Challenge » Rewrite the records below with "instance" replaced by "occurrence", keeping every other line unchanged. Omit the pictures from your answer.

Record set »
- - - - -

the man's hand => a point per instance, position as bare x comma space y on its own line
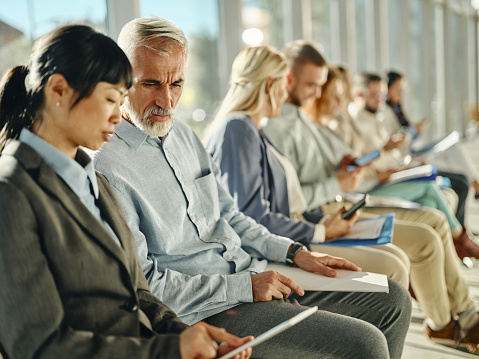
336, 226
349, 180
322, 263
271, 285
397, 140
199, 341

- - - - -

Solution to this exercise »
the man's hand => a point per occurrence, position as bare x comma space y on its own line
336, 226
349, 180
322, 263
271, 285
397, 140
199, 341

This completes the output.